The records:

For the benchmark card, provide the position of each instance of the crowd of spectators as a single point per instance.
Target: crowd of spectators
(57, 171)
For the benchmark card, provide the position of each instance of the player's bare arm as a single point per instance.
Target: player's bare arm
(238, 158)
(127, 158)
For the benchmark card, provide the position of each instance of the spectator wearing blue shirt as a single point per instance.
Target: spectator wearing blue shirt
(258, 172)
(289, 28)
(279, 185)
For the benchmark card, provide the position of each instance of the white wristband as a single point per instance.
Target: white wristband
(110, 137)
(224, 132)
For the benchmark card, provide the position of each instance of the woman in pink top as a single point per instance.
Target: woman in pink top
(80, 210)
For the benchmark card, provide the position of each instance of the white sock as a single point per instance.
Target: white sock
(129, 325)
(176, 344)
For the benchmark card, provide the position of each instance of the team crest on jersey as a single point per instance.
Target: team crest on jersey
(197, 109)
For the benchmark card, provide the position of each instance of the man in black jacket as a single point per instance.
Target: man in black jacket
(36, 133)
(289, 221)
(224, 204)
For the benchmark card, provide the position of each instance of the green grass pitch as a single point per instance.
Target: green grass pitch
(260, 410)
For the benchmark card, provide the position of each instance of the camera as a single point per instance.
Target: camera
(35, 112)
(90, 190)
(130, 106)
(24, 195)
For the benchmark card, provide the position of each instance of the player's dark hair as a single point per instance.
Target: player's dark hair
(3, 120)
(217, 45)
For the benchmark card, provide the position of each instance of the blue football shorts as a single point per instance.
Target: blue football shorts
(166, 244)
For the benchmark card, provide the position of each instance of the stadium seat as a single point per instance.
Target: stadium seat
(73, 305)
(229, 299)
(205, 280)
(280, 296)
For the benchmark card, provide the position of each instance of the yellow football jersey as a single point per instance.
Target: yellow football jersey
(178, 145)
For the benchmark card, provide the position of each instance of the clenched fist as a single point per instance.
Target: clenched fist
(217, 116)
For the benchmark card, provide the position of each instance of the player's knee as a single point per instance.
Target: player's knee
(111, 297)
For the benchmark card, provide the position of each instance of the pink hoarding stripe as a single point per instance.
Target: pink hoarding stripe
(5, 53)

Goal of the exercise: Copy the records above exactly as they appear.

Expected output:
For the benchmark card, provide the position of each instance of the crowd of spectators as a single point per instance.
Target: crowd of spectators
(57, 171)
For the benchmark card, provide the position of each instance of the player's bare arm as a single point per instance.
Target: player's bare arm
(238, 158)
(127, 158)
For the benchmark card, provide the position of each instance of the spectator wearing blue shirt as a single point per instance.
Target: spectator wearing blue shirt
(258, 172)
(289, 28)
(279, 185)
For the benchmark card, provide the position of each instance of the white wristband as a single point per instance.
Target: white wristband
(110, 137)
(224, 132)
For the benchmark card, provide the position of each instance of the woman in pink top as a single point per instance.
Target: woman in pink top
(80, 210)
For the benchmark card, provide the position of each instance of the white sock as a single point per instance.
Target: white sock
(129, 325)
(176, 344)
For the benchmark card, provide the position of each instance of the team crest on jersey as a single point per instance.
Target: team crest on jersey
(197, 109)
For the benchmark card, provide the position of each instance of the man in black jacket as a single point per instance.
Target: man in black jacket
(36, 133)
(289, 221)
(224, 204)
For the benchmark card, provide the position of each instance of the green grass pitch as a single point per instance.
Target: green grass pitch
(260, 410)
For the benchmark card, provide the position of each instance of the camera as a single point per instance.
Target: camera
(35, 112)
(90, 190)
(130, 106)
(24, 195)
For the benchmark card, provide the position of each instance of the player's dark hair as a single point per instance.
Target: player's dark hair
(3, 120)
(217, 45)
For the benchmark card, provide the position of each instance of the blue football shorts as a single point per instance.
Target: blue football shorts
(166, 244)
For the benchmark card, provide the position of each instance of the stadium seat as a single point per instance.
Target: stadium seat
(73, 305)
(229, 299)
(205, 280)
(280, 296)
For the benchmark card, provide the position of each instance of the yellow football jersey as a single point per instance.
Target: yellow football jersey
(178, 145)
For the benchmark card, provide the position of each instance of the clenched fist as a single point per instance.
Target: clenched fist
(217, 116)
For the benchmark card, provide the position of each instance of the player's knee as a single point per instance.
Target: player's knee
(111, 297)
For the benchmark card, provide the position of each instance of the pink hoarding stripe as a single point per instance.
Target: pink hoarding stripe
(5, 53)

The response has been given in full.